__DIRECTIVE__: Locate every line of the records below that contains the word "leafy" and copy each of those lines. Case counts.
**** RECORDS SHOWN ****
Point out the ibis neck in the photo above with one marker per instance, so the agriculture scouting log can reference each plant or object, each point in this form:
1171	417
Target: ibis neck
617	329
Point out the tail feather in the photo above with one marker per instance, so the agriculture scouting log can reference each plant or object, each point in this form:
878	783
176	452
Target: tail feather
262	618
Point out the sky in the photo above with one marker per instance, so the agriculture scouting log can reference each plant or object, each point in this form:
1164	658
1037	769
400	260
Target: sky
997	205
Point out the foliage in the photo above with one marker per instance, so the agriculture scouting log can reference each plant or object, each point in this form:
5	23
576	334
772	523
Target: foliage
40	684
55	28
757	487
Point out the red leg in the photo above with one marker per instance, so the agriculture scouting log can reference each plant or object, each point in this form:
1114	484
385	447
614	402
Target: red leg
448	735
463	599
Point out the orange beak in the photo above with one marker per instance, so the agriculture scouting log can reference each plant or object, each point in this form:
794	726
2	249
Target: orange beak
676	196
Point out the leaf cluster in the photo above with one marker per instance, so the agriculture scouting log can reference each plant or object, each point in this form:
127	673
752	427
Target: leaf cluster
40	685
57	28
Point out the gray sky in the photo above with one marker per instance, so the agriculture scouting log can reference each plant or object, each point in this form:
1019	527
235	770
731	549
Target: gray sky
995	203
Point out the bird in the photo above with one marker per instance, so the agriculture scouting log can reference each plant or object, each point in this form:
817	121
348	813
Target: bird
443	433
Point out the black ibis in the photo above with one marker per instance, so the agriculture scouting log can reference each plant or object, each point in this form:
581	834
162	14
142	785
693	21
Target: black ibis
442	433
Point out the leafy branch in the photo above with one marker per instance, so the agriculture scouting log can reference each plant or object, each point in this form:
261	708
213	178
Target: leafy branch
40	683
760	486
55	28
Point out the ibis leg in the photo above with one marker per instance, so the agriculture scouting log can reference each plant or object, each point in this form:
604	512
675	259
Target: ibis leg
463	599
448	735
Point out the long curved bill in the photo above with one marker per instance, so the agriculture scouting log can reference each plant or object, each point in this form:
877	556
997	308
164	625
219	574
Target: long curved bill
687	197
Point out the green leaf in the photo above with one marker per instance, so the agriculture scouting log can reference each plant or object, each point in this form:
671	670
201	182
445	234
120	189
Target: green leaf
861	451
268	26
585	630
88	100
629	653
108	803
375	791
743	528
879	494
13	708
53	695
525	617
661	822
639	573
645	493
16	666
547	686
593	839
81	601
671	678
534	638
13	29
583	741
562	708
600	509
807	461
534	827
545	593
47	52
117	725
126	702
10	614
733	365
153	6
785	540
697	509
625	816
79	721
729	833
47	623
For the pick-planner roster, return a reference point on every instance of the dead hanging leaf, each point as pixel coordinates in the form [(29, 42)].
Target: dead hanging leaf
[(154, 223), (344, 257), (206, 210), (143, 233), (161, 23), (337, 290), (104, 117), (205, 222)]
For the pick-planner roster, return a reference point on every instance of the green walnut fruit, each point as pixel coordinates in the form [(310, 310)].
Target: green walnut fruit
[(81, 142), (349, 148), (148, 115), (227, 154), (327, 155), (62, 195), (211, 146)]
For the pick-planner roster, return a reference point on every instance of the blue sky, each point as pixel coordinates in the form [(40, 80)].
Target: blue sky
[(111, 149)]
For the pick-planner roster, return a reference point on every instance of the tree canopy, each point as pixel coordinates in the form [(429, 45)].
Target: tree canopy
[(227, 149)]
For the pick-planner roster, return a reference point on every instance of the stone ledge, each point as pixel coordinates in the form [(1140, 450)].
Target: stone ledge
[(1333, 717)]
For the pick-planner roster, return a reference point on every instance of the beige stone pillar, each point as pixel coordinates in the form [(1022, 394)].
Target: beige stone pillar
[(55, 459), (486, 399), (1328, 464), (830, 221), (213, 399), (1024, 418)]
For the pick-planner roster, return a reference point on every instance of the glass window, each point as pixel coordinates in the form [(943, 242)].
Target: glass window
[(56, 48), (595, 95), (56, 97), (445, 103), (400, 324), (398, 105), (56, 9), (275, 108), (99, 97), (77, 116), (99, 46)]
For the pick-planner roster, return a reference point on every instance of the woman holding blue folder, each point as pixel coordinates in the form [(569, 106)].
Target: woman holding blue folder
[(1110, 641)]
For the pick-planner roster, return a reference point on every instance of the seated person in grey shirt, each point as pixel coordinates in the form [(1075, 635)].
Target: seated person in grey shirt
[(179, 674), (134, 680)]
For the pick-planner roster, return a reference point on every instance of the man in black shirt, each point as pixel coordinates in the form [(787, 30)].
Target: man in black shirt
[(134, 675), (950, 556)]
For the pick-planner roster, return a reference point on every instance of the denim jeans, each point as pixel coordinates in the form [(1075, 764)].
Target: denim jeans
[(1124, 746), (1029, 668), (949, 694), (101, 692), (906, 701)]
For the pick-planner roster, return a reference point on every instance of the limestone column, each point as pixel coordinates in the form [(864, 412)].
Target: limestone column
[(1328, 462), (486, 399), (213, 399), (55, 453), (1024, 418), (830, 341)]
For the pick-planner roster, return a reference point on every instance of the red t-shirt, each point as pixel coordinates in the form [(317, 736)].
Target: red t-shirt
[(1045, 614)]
****
**** RECORDS SHOWN ****
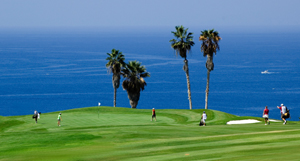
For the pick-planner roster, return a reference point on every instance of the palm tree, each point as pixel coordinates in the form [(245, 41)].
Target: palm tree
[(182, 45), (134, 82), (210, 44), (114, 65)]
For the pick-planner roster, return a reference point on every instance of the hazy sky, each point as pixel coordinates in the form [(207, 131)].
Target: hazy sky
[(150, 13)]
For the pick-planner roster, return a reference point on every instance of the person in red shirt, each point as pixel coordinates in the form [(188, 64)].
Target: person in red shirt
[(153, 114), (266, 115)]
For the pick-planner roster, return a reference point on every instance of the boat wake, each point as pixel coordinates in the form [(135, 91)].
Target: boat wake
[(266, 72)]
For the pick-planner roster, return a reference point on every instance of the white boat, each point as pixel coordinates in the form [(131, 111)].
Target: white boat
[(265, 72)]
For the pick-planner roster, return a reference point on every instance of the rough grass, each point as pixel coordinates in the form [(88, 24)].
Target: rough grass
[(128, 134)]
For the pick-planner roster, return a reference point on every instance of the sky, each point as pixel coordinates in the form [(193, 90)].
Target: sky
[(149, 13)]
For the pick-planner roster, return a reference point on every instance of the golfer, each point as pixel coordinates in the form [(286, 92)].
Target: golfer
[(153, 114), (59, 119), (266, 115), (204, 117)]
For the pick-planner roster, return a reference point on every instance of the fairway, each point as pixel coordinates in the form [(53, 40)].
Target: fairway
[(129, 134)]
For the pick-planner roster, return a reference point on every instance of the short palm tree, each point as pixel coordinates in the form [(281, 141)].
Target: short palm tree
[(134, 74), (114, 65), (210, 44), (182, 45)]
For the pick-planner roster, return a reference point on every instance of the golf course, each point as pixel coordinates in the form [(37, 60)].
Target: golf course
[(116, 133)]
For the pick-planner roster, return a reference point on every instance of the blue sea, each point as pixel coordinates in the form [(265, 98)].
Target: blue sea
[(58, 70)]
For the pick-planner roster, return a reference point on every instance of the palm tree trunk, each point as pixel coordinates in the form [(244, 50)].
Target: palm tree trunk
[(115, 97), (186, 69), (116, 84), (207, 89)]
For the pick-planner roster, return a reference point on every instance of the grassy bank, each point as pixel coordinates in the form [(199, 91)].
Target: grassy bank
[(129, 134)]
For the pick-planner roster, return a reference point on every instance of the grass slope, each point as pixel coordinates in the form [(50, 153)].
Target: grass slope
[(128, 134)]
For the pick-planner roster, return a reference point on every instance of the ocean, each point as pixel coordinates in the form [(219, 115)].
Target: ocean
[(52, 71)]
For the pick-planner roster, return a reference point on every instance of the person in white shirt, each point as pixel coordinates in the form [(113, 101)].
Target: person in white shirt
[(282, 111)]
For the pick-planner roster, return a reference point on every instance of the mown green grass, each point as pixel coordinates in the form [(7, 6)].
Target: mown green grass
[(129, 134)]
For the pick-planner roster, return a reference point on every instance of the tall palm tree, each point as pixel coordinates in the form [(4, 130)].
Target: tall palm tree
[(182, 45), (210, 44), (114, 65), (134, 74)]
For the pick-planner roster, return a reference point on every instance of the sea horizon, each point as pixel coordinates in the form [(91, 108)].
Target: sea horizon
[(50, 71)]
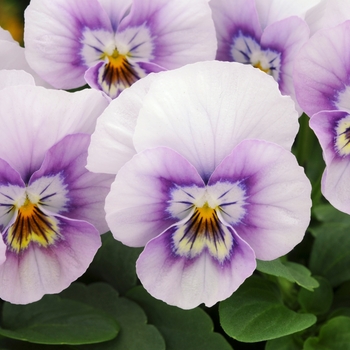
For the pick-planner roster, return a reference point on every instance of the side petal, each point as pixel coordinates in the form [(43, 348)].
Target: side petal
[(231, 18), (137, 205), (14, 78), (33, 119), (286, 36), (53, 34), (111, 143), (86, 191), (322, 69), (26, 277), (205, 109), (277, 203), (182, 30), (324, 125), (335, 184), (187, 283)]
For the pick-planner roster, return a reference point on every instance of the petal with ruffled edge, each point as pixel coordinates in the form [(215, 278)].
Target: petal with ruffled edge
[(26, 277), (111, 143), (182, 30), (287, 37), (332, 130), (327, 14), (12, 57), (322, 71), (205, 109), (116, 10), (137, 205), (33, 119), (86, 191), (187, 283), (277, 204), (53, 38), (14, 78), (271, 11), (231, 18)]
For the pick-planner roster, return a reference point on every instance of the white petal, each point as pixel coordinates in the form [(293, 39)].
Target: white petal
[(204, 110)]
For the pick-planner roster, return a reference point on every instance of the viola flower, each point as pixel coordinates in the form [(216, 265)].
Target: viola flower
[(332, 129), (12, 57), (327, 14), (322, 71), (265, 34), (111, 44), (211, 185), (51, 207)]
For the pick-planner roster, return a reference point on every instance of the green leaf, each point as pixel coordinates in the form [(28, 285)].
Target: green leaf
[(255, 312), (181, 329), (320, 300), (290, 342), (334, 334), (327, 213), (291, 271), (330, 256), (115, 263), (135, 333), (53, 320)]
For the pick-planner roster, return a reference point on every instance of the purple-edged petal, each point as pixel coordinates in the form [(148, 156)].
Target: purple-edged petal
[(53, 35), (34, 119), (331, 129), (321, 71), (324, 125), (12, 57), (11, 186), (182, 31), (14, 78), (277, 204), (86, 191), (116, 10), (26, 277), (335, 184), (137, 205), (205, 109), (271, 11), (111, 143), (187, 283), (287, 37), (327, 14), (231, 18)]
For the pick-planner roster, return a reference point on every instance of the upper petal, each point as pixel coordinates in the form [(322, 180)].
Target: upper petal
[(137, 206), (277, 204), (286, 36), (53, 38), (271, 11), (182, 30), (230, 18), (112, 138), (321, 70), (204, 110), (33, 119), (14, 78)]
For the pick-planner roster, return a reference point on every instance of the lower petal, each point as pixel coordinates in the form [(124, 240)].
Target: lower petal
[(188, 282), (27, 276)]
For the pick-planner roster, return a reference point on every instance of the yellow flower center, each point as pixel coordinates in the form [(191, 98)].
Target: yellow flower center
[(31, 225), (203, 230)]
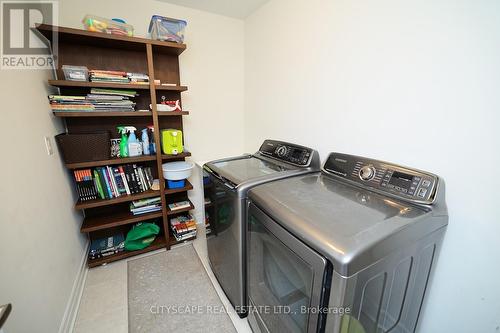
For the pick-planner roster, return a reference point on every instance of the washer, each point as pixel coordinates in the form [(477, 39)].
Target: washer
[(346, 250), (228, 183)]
****
__RESPONSE TO THIS EXERCISE__:
Point out the leafy branch in the photo above with one marker per instance, so the agriculture scouting log can reference each plant or object, each point in this form:
Target: leafy branch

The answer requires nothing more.